▶ _Directive A_
In the records below, switch every instance of "granite countertop" to "marble countertop", keep all other lines unchanged, and leave the pictures out of your output.

▶ _Text provided_
>> begin

I love too the fact that comedian Chris Addison recently tweeted this: "Listening to Isles of Wonder soundtrack on my way to the Olympic Park. blubs openly on train."

Where has all this blubbing come from? My colleague Sarah says: "I think we get choked up because we could never contemplate ourselves achieving what these athletes have done but have a real sense of how their whole lives are geared towards this 5-second dive, 30-minute swim, or whatever. And although we can't be bothered to follow their progress the rest of the time we can spare a few minutes to tune into these highly charged moments."

There's something in this, but let's not forget the emotional patriotism that was, rather terrifyingly, unleashed a week ago last Friday. This isn't a country that can do tub-thumping USA-style nationalism ("U-S-A! U-S-A!" sounds right, but a crowd chanting "Team GB! Team GB!"? Please, God, no). But the very self-deprecating tenor of Boyle's vision of Britain, so different from those paraded in recent memory at global sporting competitions by South Africa and China or the US, made patriotic emotions flow more readily than they would have otherwise. Britons feel patriotic emotion when irony is part of the mix – the thing is too ludicrous otherwise.

>> end

▶ _Directive B_
Please repeat the entire text above about Olympic tears and British patriotism, word for word.

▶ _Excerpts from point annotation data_
>> begin

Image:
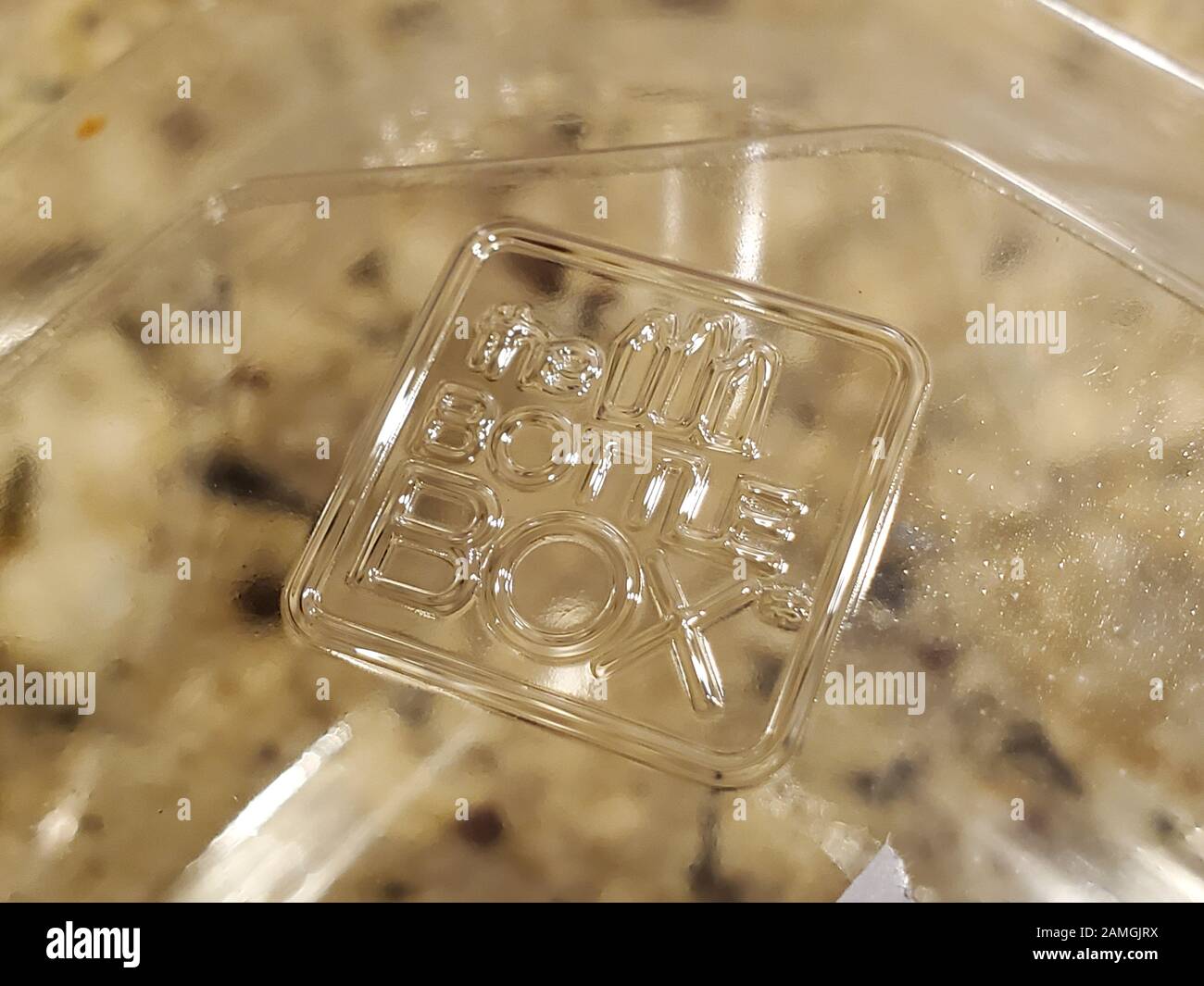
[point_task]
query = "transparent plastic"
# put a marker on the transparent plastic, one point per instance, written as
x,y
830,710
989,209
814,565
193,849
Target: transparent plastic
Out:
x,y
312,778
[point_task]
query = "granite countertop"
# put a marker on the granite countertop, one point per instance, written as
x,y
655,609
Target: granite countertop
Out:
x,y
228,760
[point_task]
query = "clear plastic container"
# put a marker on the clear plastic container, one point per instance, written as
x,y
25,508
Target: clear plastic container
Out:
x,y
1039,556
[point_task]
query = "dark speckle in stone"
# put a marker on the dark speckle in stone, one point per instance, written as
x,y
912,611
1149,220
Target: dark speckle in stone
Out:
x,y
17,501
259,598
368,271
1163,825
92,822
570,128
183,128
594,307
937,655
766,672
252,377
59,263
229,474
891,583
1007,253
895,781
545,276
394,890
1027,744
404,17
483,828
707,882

>> end

▶ _Answer A_
Image:
[point_task]
query = "transparent plastic"
# put a marker on the transparent plastic, one point per instance, written as
x,y
830,710
989,209
814,565
193,849
Target: transparent plastic
Out:
x,y
312,778
[point_task]
query = "marble countertop"
# put a marker on the marble countertop, one point per instance, written as
x,y
655,609
Target: marble countertop
Out:
x,y
228,760
[point_task]
query = "clear plastic container"
# put a marker on the clear plastic container, one point per instance, written as
x,y
25,508
Target: clear plastic container
Out:
x,y
1039,556
[point_task]
query = "dark speckle in stone"
# put a marker on the dark speckle in stone, one point per instance, written as
x,y
912,611
1149,220
Target: dark speckle in stone
Out:
x,y
17,501
259,598
368,271
1163,825
92,822
570,128
183,128
594,307
937,655
766,672
252,377
59,263
229,474
891,583
1007,253
895,781
545,276
394,890
1027,744
404,17
483,828
707,882

▶ _Answer B_
I love too the fact that comedian Chris Addison recently tweeted this: "Listening to Isles of Wonder soundtrack on my way to the Olympic Park. blubs openly on train."

Where has all this blubbing come from? My colleague Sarah says: "I think we get choked up because we could never contemplate ourselves achieving what these athletes have done but have a real sense of how their whole lives are geared towards this 5-second dive, 30-minute swim, or whatever. And although we can't be bothered to follow their progress the rest of the time we can spare a few minutes to tune into these highly charged moments."

There's something in this, but let's not forget the emotional patriotism that was, rather terrifyingly, unleashed a week ago last Friday. This isn't a country that can do tub-thumping USA-style nationalism ("U-S-A! U-S-A!" sounds right, but a crowd chanting "Team GB! Team GB!"? Please, God, no). But the very self-deprecating tenor of Boyle's vision of Britain, so different from those paraded in recent memory at global sporting competitions by South Africa and China or the US, made patriotic emotions flow more readily than they would have otherwise. Britons feel patriotic emotion when irony is part of the mix – the thing is too ludicrous otherwise.